# Required work
In the sky-watching notes, swap "Neptune" for "Uranus" and give the passage again, starting at "Moon Phase: Waxing" and ending at "toward the east.".

# Selected extract
━━━━━━━━━━━━━━━━━━━━━━━━━━━━━━

Once you’ve spied Venus and the Twins, look for several other easy-to-identify constellations nearby: Ursa Major (and its Big Dipper asterism) to the northeast, Canis Major (with the bright star Sirius) to the south, and Orion the Hunter with his familiar belt, sword, and bow to the southwest. See how many of these familiar patterns you can follow into the brightening dawn.
Sunrise: 6:28 A.M.
Sunset: 7:31 P.M.
Moonrise: 7:44 P.M.
Moonset: 5:38 A.M.
Moon Phase: Waxing gibbous (99%)
Full Moon occurs at 1:22 A.M. EDT this morning. Later today, the Moon will pass 4° south of Neptune at 5 P.M. EDT. Asteroid 2 Pallas is stationary at 9 A.M. EDT; it’s been swinging in a wide southwestern arc against the background stars of Hercules that will now turn toward the east.

━━━━━━━━━━━━━━━━━━━━━━━━━━━━━━

# Supplied information
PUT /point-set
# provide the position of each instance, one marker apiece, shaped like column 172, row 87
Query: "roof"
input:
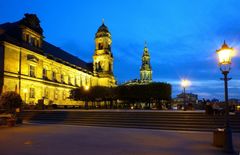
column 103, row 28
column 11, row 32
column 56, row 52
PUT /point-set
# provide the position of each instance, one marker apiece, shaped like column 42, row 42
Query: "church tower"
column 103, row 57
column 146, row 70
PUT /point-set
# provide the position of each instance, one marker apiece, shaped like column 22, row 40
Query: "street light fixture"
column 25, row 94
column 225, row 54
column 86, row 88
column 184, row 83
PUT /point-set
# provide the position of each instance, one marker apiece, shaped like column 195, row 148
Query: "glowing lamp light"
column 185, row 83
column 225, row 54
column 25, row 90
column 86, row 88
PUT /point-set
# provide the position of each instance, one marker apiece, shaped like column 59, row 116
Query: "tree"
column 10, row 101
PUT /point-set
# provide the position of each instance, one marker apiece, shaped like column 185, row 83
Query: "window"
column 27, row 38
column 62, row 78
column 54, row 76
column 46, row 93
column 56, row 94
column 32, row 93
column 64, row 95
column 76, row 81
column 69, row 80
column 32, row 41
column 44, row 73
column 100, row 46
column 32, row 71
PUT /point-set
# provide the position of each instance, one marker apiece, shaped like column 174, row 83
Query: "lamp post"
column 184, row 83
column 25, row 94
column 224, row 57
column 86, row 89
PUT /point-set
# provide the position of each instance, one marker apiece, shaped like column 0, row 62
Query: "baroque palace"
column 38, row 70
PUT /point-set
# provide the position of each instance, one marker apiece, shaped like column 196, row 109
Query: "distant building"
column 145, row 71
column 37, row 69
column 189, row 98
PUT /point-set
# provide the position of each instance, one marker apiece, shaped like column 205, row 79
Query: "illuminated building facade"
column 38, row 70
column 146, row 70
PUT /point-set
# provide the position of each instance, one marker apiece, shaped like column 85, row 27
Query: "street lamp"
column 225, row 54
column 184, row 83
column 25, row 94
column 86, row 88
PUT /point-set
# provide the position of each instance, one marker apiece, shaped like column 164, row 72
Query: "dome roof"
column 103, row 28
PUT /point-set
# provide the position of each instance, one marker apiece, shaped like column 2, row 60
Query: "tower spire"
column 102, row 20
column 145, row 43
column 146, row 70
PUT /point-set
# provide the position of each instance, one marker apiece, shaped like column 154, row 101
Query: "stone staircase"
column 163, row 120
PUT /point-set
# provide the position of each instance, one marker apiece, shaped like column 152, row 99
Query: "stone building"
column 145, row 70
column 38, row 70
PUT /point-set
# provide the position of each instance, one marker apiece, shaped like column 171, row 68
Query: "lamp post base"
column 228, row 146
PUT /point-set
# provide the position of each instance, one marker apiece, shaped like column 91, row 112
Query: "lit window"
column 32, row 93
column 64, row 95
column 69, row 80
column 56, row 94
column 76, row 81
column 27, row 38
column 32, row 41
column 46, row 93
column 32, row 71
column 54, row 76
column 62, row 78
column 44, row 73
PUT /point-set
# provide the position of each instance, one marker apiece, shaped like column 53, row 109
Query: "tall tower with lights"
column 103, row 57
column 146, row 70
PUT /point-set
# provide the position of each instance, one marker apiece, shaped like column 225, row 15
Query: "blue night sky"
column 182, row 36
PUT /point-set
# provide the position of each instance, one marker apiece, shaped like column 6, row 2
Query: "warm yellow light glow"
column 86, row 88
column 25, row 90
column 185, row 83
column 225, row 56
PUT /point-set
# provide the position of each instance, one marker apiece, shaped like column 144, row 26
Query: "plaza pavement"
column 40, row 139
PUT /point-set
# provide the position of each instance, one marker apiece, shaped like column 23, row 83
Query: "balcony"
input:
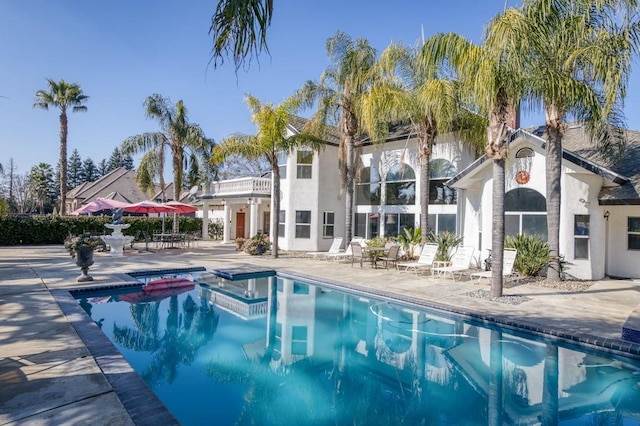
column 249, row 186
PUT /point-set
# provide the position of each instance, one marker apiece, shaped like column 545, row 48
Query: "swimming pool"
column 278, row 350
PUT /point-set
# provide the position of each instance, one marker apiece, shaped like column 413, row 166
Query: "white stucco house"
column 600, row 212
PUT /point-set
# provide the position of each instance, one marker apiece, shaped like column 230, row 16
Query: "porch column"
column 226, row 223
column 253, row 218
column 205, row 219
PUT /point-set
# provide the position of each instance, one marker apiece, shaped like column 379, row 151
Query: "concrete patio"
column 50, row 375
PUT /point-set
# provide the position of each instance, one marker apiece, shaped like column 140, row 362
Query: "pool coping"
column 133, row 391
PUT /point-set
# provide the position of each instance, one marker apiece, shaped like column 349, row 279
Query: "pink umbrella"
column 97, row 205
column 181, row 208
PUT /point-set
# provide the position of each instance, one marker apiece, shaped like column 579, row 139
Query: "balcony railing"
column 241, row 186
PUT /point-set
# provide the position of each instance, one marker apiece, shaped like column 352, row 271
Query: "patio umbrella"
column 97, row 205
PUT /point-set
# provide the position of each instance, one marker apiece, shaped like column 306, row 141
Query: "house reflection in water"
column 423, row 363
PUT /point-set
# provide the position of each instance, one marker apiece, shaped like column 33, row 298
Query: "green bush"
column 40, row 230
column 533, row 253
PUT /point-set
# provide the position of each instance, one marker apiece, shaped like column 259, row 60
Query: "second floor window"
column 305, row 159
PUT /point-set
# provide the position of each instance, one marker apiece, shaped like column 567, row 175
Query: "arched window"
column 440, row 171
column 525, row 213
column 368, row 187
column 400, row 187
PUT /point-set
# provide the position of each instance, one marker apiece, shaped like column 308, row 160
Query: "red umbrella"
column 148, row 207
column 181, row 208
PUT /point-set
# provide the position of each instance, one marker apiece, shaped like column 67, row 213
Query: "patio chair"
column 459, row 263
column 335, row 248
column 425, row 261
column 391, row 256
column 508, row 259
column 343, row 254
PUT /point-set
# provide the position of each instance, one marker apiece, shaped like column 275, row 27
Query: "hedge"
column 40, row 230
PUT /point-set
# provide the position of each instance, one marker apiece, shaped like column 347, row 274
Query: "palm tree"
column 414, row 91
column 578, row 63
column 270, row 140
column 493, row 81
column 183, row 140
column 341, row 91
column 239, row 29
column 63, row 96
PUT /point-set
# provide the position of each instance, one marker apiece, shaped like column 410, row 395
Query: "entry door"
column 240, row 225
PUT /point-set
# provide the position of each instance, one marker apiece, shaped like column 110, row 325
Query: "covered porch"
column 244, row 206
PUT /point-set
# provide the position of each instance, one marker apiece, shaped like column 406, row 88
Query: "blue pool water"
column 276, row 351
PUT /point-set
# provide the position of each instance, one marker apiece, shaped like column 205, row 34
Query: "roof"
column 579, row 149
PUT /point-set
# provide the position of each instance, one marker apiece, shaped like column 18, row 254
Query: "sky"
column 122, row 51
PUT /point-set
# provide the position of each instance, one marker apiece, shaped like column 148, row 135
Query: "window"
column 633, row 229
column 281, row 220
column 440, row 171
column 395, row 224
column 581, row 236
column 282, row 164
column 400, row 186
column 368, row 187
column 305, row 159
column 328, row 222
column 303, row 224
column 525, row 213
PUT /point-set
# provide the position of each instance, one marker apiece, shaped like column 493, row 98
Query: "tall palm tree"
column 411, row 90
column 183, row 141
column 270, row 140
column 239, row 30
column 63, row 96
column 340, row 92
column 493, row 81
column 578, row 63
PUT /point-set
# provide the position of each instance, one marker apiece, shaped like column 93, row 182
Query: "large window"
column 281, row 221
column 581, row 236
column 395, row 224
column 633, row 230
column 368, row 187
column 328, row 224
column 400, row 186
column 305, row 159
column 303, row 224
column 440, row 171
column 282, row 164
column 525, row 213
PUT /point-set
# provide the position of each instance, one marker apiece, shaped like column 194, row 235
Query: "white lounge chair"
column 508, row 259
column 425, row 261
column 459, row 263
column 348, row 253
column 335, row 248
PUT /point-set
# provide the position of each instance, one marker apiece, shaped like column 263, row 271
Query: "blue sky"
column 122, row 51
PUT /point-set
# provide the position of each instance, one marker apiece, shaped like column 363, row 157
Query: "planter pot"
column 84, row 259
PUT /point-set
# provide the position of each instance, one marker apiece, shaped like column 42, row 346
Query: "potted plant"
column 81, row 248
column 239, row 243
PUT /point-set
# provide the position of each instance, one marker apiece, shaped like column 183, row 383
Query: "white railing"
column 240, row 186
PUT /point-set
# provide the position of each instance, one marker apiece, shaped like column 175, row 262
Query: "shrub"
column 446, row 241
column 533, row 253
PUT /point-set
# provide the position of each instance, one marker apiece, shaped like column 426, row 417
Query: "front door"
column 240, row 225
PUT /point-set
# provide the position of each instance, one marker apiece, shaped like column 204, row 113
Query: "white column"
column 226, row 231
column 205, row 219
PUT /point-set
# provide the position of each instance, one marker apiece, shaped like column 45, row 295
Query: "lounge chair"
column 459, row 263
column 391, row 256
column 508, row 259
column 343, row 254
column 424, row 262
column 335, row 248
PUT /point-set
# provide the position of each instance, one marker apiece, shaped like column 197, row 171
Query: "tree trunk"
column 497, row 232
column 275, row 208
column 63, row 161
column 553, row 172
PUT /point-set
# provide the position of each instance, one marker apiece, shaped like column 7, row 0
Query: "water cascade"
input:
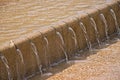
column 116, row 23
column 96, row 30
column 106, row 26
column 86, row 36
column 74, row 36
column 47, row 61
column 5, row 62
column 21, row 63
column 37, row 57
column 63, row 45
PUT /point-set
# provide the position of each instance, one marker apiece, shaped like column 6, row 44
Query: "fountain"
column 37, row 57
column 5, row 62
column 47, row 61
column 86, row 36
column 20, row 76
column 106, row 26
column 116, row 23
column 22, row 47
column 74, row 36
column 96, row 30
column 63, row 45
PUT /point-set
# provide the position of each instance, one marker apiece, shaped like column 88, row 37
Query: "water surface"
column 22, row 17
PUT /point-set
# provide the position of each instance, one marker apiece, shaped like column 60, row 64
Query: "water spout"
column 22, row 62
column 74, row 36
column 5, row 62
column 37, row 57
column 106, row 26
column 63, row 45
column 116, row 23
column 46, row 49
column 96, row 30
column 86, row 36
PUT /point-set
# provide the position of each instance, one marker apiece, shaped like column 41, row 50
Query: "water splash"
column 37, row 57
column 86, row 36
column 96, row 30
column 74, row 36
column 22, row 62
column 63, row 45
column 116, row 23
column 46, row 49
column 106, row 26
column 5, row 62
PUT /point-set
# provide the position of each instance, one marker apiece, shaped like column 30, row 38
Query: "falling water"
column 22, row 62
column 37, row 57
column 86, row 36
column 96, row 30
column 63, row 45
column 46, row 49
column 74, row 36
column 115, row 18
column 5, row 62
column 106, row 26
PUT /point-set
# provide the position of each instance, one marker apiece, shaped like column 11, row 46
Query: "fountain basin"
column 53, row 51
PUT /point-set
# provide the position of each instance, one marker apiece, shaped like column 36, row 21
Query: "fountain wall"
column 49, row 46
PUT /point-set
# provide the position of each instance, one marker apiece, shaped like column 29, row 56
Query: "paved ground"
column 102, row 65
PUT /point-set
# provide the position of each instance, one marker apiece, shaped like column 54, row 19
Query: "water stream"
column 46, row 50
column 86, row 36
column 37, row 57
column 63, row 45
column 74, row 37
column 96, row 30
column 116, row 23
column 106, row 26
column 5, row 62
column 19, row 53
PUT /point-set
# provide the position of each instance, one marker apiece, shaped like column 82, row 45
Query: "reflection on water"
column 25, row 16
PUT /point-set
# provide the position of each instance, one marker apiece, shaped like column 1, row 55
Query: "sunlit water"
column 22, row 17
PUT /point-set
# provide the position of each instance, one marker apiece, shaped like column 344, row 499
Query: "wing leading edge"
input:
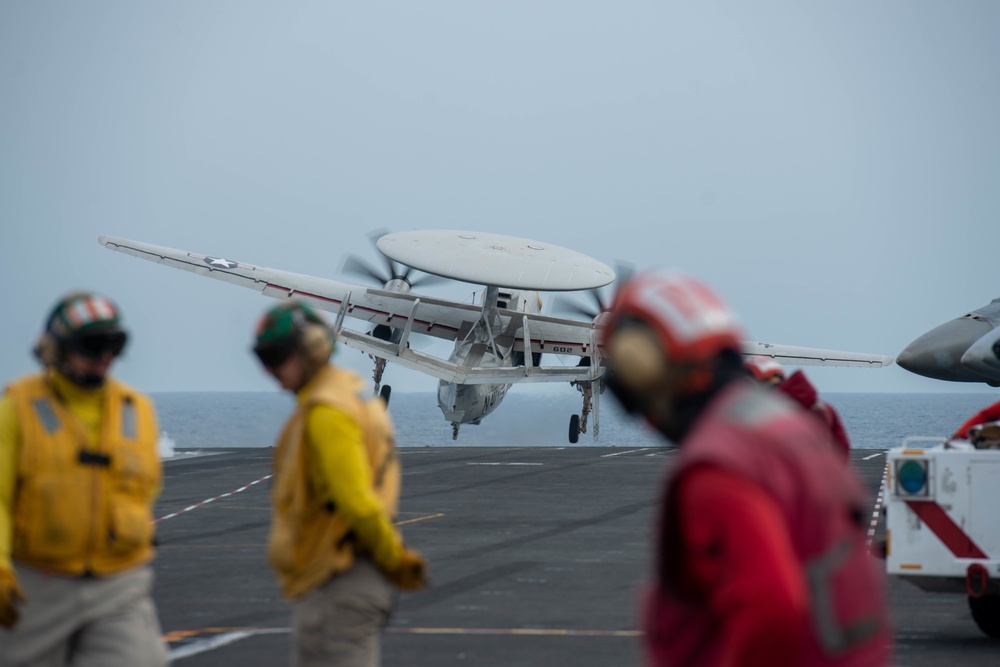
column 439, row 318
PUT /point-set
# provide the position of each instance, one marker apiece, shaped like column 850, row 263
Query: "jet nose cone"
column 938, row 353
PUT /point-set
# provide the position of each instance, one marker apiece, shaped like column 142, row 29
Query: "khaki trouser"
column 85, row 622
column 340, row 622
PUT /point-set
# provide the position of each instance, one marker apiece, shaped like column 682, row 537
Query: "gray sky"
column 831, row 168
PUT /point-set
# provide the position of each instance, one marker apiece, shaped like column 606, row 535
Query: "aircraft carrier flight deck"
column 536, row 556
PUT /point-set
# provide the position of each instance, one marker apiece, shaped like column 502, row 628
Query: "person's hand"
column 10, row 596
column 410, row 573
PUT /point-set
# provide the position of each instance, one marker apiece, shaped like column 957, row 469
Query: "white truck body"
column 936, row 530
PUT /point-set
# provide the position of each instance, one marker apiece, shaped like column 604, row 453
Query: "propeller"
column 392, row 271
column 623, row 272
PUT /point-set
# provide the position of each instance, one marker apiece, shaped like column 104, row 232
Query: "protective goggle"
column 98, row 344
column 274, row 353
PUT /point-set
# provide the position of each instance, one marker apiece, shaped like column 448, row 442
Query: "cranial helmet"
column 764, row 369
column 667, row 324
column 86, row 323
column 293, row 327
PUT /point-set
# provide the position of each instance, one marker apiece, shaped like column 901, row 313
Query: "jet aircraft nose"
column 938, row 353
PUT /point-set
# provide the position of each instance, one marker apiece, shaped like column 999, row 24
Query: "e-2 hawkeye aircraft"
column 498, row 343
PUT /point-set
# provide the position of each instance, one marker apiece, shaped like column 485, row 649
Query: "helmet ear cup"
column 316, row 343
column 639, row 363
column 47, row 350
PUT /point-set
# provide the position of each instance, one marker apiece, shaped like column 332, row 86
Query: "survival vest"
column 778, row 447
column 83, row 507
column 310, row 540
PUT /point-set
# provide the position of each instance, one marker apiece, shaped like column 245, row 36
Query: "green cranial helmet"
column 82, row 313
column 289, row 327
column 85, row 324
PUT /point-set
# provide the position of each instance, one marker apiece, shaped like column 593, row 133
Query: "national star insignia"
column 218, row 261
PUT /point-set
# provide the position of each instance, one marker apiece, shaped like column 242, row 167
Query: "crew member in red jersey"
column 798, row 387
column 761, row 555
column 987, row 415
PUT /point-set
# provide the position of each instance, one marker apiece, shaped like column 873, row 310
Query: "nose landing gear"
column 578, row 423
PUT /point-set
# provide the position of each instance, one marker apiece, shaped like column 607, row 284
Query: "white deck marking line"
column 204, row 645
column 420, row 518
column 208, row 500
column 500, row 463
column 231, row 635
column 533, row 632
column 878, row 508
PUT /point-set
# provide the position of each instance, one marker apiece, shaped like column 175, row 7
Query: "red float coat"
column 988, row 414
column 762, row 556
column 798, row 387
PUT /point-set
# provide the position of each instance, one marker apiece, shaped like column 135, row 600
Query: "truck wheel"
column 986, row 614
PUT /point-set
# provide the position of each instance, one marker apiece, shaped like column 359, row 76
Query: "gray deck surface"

━━━━━━━━━━━━━━━━━━━━━━━━━━━━━━

# Task answer
Moon Phase: Waxing gibbous (99%)
Full Moon occurs at 1:22 A.M. EDT this morning. Later today, the Moon will pass 4° south of Uranus at 5 P.M. EDT. Asteroid 2 Pallas is stationary at 9 A.M. EDT; it’s been swinging in a wide southwestern arc against the background stars of Hercules that will now turn toward the east.